§ **Source records**

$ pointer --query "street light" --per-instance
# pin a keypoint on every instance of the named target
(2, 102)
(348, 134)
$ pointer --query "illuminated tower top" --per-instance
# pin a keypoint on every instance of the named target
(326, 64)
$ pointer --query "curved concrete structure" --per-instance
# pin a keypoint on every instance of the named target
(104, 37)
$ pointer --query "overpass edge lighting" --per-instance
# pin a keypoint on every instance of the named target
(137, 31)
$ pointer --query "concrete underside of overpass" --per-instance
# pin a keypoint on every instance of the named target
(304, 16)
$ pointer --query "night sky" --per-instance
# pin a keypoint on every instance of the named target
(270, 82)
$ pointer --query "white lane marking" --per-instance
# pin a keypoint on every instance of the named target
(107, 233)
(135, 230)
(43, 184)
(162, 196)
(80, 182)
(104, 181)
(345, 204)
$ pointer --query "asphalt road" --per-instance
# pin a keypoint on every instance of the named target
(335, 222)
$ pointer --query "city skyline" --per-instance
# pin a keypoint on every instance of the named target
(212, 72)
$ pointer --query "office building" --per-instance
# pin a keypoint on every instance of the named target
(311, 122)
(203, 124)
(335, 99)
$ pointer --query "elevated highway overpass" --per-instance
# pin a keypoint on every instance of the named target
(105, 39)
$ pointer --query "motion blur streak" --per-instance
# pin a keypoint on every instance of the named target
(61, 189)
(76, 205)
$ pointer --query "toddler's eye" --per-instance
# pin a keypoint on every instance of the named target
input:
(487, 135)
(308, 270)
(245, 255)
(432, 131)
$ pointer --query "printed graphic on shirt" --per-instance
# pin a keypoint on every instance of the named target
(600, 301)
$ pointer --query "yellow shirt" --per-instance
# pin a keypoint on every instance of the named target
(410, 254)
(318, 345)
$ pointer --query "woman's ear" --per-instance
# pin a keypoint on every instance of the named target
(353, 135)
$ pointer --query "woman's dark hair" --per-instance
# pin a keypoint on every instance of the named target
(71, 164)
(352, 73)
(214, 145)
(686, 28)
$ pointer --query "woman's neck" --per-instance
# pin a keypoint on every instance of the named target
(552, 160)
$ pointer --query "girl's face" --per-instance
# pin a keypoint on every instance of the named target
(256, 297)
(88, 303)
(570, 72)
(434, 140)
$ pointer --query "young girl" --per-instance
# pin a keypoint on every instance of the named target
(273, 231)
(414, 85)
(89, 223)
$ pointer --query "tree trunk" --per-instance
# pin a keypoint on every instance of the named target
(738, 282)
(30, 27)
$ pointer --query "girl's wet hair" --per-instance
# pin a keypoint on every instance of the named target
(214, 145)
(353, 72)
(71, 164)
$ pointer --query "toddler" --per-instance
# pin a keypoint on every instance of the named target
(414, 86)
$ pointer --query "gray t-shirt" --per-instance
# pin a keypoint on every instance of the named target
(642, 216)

§ **Requirement**
Pull out each line of the entries above that contains the string "hair". Treat uppercase and lowercase as different.

§ **Written answer**
$ pointer --query "woman's dark hair" --per-instance
$ pointer --query "girl's wet hair" --per-instance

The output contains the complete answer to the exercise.